With offices in St. Louis, Mo., and Tulsa, Okla., the company’s history includes work with more than 200 casinos and more than 400 hotels and resort projects, many of which were Native American hospitality- and gaming-focused.

While design emphasis has been instilled in the company’s efforts, customer service remains at the top of its strengths. In recent years, Thalden Boyd Emery Architects was named The Most Responsive Architectural Firm in the Country in the PSMJ Client Satisfaction Awards among architects and engineers. In regard to its projects, many have been honored with top design awards for being the “best,” “most creative” or “sexiest.”

Thalden Boyd Emery Architects has another strong point to its credit—the experience infused into the firm by partner Chief Boyd, one of the most well-known Native American architects in the industry. Boyd brings his Cherokee heritage, Native American passion and more than 40 years of industry experience to the firm and is the reason Thalden Boyd Emery Architects can call itself a Native American firm.

“My Indian heritage became a major focus on my work, and although I’ve done other things, my passion has been working for Indian country,” Boyd said. “I see the company in the future servicing Indian country projects. I know we’ll do other things, but my main focus in the firm is the Native American undertakings.”

Chief Boyd AIA – Partner (left), Barry Thalden AIA – Founder of Thalden Boyd Emery Architects (right)
Chief Boyd AIA – Partner (left), Barry Thalden AIA – Founder of Thalden Boyd Emery Architects (right)
While Boyd and Vice President of Business Development Linda Roe continue developing relationships with the Native American gaming market, the firm has filled a business development position to focus on commercial business in hospitality and gaming markets.

“It’s a market we have always seen and worked in but not a market we focused on,” said Schoenfeldt. “We’re trying to build a better base. Most of our work has always included hotels, restaurants, event centers and nightclubs, so it’s only logical that we move more into commercial-based gaming, as well as those other amenities that we consider amenities to a gaming facility, while still always being hospitality-focused all the time.”

Task set:
a: Which people does the architecture firm excerpt mention by name?
b: According to the architecture firm excerpt, how many years of industry experience does Chief Boyd bring to the firm?
c: Resume the architecture firm excerpt from the point where it stops.
The listing that follows has nothing to do with the architecture firm excerpt.

Dataset entries:
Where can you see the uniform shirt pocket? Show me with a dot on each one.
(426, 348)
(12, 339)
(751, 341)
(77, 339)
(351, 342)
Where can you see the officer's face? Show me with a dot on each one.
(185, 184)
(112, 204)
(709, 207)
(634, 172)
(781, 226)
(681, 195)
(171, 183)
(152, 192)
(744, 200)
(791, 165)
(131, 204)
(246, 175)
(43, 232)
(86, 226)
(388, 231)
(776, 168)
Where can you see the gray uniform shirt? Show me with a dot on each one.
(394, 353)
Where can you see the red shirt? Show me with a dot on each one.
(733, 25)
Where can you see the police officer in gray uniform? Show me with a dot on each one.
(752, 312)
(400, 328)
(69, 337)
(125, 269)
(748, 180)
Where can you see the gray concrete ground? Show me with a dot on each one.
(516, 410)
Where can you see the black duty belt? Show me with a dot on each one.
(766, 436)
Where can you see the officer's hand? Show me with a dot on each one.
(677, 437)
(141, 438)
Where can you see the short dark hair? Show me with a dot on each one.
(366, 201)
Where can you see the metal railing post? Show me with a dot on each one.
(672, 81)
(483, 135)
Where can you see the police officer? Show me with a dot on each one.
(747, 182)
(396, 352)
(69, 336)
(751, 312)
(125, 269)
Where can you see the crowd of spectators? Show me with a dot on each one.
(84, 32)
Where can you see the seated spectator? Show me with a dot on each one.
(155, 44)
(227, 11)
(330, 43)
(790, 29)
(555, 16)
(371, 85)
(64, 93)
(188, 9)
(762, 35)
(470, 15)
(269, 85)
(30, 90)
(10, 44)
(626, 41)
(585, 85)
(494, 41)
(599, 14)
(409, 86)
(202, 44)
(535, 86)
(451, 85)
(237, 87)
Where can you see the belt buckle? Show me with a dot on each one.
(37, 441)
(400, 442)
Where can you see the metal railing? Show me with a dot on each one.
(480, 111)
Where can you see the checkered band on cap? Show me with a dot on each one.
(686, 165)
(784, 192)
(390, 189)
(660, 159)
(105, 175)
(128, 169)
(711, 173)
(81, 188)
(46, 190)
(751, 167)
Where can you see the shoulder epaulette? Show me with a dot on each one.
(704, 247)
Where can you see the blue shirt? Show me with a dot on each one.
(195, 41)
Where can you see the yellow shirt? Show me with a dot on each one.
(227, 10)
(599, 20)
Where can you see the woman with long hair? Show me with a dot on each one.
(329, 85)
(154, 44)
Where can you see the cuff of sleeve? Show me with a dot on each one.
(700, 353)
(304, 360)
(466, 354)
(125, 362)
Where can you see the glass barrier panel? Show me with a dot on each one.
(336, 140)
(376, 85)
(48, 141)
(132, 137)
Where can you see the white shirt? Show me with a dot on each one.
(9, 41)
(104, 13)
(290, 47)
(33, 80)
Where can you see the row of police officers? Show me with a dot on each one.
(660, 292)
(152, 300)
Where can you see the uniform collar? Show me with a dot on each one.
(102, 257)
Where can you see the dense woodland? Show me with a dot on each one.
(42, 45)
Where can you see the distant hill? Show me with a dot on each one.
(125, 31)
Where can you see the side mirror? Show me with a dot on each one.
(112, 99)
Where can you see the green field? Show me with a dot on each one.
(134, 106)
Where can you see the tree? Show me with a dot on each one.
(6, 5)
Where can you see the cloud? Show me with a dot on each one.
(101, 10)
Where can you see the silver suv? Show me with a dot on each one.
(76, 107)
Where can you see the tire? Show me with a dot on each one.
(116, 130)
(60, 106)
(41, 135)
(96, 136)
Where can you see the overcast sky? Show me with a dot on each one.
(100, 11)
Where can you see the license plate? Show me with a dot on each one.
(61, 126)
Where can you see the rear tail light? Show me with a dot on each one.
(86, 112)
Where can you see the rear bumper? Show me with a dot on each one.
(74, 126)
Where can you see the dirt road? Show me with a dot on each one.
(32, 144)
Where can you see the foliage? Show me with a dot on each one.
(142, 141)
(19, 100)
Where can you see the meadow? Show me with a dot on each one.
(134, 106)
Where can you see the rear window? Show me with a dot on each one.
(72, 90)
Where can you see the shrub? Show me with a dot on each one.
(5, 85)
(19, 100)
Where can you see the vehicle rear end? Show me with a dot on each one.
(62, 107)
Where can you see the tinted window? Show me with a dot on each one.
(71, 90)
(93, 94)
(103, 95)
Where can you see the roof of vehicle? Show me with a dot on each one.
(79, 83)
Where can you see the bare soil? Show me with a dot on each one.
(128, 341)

Outputs in order:
a: Chief Boyd, Barry Thalden, Linda Roe, Schoenfeldt

b: More than 40 years

c:
With hundreds of projects in its portfolio, including Morongo Casino, Resort & Spa; Buffalo Thunder Resort; Firekeepers Casino Hotel; Indigo Sky Casino; and the new Miami Valley Gaming facility, Thalden Boyd Emery Architects work to fill the void left from Thalden’s retirement and continue to move forward with innovative projects and designs. The firm’s current and upcoming projects include making significant changes and renovations to San Manuel Indian Bingo & Casino in Highland, Calif., creating new additions to the Wichita and Affiliated Tribes’ Sugar Creek Casino in Hinton, Okla., and designing a new look throughout the Grand Victoria Casino in Elgin, Ill.

“There really is no hesitation moving forward,” Emery said. “I’ve been with the company for 32 years, have been running the St. Louis office for 25 years and running the design department for most of that time, so for us, in house, it’s not a big transition. It’s just a minor change for how the company operates.”

As with any company over time, changes will occur. With Thalden retiring, staff members said, a name change for the company may transpire down the road, but the company’s work won’t change. When it comes to the firm’s dedication to providing clients with unique and profitable projects, clients are assured they won’t see any falter in work productivity or project quality and the company that Thalden has built over decades will continue to flourish.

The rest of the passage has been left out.